- [Records for processing]:
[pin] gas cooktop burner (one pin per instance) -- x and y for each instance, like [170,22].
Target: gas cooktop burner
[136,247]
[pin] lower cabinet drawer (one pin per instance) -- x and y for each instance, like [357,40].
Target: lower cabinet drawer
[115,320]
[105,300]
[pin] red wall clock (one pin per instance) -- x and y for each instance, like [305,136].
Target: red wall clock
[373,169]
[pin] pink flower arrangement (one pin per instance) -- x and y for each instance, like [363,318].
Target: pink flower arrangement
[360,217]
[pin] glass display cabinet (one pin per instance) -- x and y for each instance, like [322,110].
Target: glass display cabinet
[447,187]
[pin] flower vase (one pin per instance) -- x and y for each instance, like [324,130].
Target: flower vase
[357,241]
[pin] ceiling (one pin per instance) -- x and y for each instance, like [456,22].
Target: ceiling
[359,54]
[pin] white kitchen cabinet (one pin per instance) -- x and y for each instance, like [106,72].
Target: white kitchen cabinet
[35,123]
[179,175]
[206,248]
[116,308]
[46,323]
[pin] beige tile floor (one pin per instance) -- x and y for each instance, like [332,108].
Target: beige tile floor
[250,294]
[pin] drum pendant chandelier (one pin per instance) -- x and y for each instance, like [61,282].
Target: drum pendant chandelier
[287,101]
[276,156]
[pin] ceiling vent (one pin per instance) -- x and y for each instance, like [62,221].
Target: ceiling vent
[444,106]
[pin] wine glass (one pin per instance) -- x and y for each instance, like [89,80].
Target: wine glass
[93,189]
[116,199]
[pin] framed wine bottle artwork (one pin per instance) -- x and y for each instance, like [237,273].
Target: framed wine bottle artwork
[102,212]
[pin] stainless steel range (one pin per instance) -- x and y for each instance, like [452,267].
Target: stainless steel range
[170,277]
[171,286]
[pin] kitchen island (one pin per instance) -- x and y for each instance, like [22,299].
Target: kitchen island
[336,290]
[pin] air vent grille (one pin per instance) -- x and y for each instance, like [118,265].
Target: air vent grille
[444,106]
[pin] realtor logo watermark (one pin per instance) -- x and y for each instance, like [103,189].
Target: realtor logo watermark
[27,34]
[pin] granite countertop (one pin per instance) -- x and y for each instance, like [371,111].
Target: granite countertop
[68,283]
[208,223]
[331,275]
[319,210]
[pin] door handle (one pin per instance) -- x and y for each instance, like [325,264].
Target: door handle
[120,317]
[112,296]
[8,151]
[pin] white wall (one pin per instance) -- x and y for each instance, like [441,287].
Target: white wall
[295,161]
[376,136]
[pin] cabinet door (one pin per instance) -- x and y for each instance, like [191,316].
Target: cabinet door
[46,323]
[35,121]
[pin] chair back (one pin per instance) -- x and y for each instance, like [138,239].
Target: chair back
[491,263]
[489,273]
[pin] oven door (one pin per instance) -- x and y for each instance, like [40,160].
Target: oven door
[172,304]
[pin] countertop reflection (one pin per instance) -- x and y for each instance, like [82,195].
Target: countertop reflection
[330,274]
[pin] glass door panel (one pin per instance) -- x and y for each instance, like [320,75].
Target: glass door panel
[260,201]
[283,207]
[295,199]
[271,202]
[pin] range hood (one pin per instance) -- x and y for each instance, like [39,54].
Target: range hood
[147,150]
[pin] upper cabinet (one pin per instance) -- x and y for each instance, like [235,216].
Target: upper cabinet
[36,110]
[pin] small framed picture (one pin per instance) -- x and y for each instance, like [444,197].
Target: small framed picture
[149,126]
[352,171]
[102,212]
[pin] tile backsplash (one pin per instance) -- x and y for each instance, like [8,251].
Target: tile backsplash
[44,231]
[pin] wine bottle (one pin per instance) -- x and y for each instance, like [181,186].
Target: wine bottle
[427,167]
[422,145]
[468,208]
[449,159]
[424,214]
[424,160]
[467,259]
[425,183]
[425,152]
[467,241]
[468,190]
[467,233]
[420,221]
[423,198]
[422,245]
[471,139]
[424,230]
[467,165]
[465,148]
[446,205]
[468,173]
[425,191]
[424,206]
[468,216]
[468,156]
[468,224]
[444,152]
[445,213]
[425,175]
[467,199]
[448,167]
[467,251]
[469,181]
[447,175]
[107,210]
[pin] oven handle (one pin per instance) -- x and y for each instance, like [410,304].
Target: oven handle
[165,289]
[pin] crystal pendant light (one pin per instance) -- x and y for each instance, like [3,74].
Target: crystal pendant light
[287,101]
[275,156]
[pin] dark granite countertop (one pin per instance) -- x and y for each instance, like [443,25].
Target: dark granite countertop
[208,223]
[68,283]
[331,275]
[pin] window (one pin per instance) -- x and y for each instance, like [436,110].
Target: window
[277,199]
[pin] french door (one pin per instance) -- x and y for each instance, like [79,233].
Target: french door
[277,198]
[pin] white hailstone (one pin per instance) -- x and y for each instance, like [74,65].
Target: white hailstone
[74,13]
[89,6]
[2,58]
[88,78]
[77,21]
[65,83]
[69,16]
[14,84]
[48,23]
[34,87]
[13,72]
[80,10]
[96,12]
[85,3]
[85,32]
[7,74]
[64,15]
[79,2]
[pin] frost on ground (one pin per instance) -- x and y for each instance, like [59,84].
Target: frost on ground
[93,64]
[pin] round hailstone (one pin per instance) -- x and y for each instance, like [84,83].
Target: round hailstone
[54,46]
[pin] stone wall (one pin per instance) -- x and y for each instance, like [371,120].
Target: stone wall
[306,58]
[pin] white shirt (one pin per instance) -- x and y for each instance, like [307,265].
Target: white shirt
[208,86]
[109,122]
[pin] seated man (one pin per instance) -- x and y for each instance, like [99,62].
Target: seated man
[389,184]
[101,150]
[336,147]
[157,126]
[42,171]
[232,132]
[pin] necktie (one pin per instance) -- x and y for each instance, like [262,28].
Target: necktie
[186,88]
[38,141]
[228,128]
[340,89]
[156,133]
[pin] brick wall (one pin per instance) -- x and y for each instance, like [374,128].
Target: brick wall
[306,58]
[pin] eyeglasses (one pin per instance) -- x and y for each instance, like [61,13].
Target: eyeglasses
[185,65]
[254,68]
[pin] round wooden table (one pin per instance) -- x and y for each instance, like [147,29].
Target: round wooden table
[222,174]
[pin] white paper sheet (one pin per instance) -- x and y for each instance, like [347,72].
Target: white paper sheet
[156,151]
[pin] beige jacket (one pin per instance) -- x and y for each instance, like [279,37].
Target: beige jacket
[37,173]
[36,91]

- [What is asked]: Exactly reproduce every record.

- [Completed exercise]:
[pin] gas cooktop burner (one pin per instance) -- x and y for each instance, like [170,22].
Target: gas cooktop burner
[136,247]
[pin] lower cabinet drawer (one pin per instance) -- x and y for each instance, like [357,40].
Target: lower cabinet drawer
[115,320]
[105,300]
[pin] red wall clock (one pin per instance) -- x and y for each instance, like [305,136].
Target: red wall clock
[373,169]
[pin] pink flower arrangement (one pin per instance) -- x and y for each instance, like [363,318].
Target: pink flower arrangement
[360,217]
[pin] glass display cabinet (one pin per instance) -- x and y for each instance, like [322,110].
Target: glass display cabinet
[447,187]
[pin] flower vase (one pin per instance) -- x and y for each instance, like [324,130].
Target: flower vase
[357,241]
[pin] ceiling (one pin per instance) -- x and y for each instance, like [456,22].
Target: ceiling
[359,54]
[pin] white kitchen cabinet (one pin per instance) -- x and y for each instance, like [106,72].
Target: white kitchen cabinet
[35,123]
[179,175]
[206,248]
[116,308]
[46,323]
[pin] beige tile floor (one pin per instance) -- x and y for each instance, like [332,108].
Target: beige tile floor
[250,294]
[pin] drum pendant chandelier (one pin per instance) -- x and y for each instance, like [61,282].
Target: drum pendant chandelier
[287,101]
[276,156]
[pin] ceiling vent (one pin per instance) -- x and y for each instance, like [62,221].
Target: ceiling vent
[444,106]
[pin] wine glass (one pin per instance) -- x and y for each instance, like [89,80].
Target: wine glass
[93,189]
[116,199]
[pin] framed wine bottle artwork (one pin per instance) -- x and y for each instance, like [237,273].
Target: framed wine bottle artwork
[102,212]
[pin] stainless steel range (one pin per instance) -- x and y for each instance, like [452,267].
Target: stainless steel range
[170,277]
[171,286]
[pin] kitchen island (one pin per instance) -- x and y for each instance, like [22,299].
Target: kitchen island
[336,290]
[pin] air vent grille (one pin per instance) -- x and y for each instance, like [118,265].
Target: air vent grille
[444,106]
[pin] realtor logo watermark (one pin per instance) -- x and y for each instance, like [103,189].
Target: realtor logo watermark
[27,34]
[pin] granite countertop (one pin per instance) -- x and y for each instance, like [371,111].
Target: granite countertop
[68,283]
[208,223]
[331,275]
[319,210]
[pin] door handle (one pin per instance) -- x and y for each instance, like [325,264].
Target: door handle
[120,317]
[112,296]
[8,151]
[pin] white wall (one pin per instance) -- x and y for each instance, like [441,287].
Target: white wall
[295,161]
[376,136]
[pin] cabinet door (one pin per instance) -- x and y for each instance, like [191,316].
Target: cabinet door
[46,323]
[35,121]
[pin] chair back (one pin per instance) -- x and y for each instance, like [138,239].
Target: chair back
[491,263]
[489,273]
[pin] oven door (one pin per instance) -- x and y for each instance, like [40,160].
Target: oven door
[172,304]
[pin] countertop reflection (one pin per instance) -- x and y for each instance, like [82,195].
Target: countertop reflection
[330,274]
[pin] glass door panel (one pin per instance) -- x and y for each instance, like [320,75].
Target: glass door panel
[260,201]
[283,207]
[295,199]
[271,202]
[pin] range hood (one pin per instance) -- x and y for each instance, like [39,54].
Target: range hood
[147,150]
[pin] upper cabinet (one pin per instance) -- x and y for each instance, like [235,216].
Target: upper cabinet
[36,110]
[pin] small framed picture (one pin per instance) -- x and y for each instance, like [444,197].
Target: small framed picture
[149,126]
[352,171]
[102,212]
[pin] tile backsplash (one pin per instance) -- x and y for each instance, like [8,251].
Target: tile backsplash
[44,231]
[pin] wine bottle (one pin per instance) -- x and y for each instance, like [181,186].
Target: wine bottle
[427,167]
[422,145]
[468,208]
[449,159]
[424,214]
[424,160]
[467,259]
[425,183]
[425,152]
[467,241]
[468,190]
[467,233]
[420,221]
[423,198]
[422,245]
[471,139]
[424,230]
[467,165]
[465,148]
[446,205]
[468,173]
[425,191]
[424,206]
[468,216]
[468,156]
[468,224]
[444,152]
[445,213]
[425,175]
[467,199]
[448,167]
[467,251]
[469,181]
[447,175]
[107,210]
[pin] oven handle (one pin per instance) -- x and y for each instance, like [410,304].
Target: oven handle
[165,289]
[pin] crystal pendant light (one pin per instance) -- x and y for each instance, like [3,74].
Target: crystal pendant light
[287,101]
[275,156]
[pin] dark granite countertop (one pin per instance) -- x and y for each instance, like [443,25].
Target: dark granite countertop
[208,223]
[68,283]
[331,275]
[pin] window (one pin per instance) -- x and y for each instance, like [436,110].
Target: window
[277,199]
[pin] french door (one pin per instance) -- x and y for each instance, like [79,233].
Target: french door
[277,198]
[pin] white hailstone (one pin per instance) -- x and y for each instance, like [74,65].
Target: white hailstone
[74,13]
[89,6]
[2,58]
[88,78]
[77,21]
[65,83]
[69,16]
[14,84]
[48,23]
[34,87]
[13,72]
[80,10]
[96,12]
[85,3]
[85,32]
[7,74]
[64,15]
[79,2]
[pin] frost on ground (one pin per instance) -- x and y for each instance, like [59,84].
Target: frost on ground
[93,64]
[pin] round hailstone (one pin per instance) -- x and y for each instance, like [84,83].
Target: round hailstone
[54,46]
[pin] stone wall (one pin per instance) -- x and y for each instance, like [371,120].
Target: stone wall
[306,58]
[pin] white shirt (one pin per instance) -- x and y for each instance, like [307,265].
Target: white shirt
[208,86]
[109,122]
[pin] seated man (one pin per instance) -- x and y for each instance, like [99,62].
Target: seated man
[389,184]
[101,150]
[336,147]
[157,126]
[42,171]
[232,132]
[pin] necktie (one pin per instance) -- x and y for each instance, like [262,28].
Target: necktie
[186,88]
[38,141]
[228,128]
[340,89]
[156,133]
[pin] brick wall (one pin per instance) -- x and y for each instance, like [374,128].
Target: brick wall
[306,58]
[pin] eyeglasses (one pin per instance) -- x and y for each instance, like [61,13].
Target: eyeglasses
[185,65]
[254,68]
[pin] round wooden table (one pin per instance) -- x and y for each instance, like [147,29].
Target: round wooden table
[222,174]
[pin] white paper sheet (one pin per instance) -- x and y for each instance, like [347,72].
Target: white paper sheet
[156,151]
[pin] beige jacket (one pin per instance) -- x and y for each instance, like [279,37].
Target: beige jacket
[37,173]
[36,91]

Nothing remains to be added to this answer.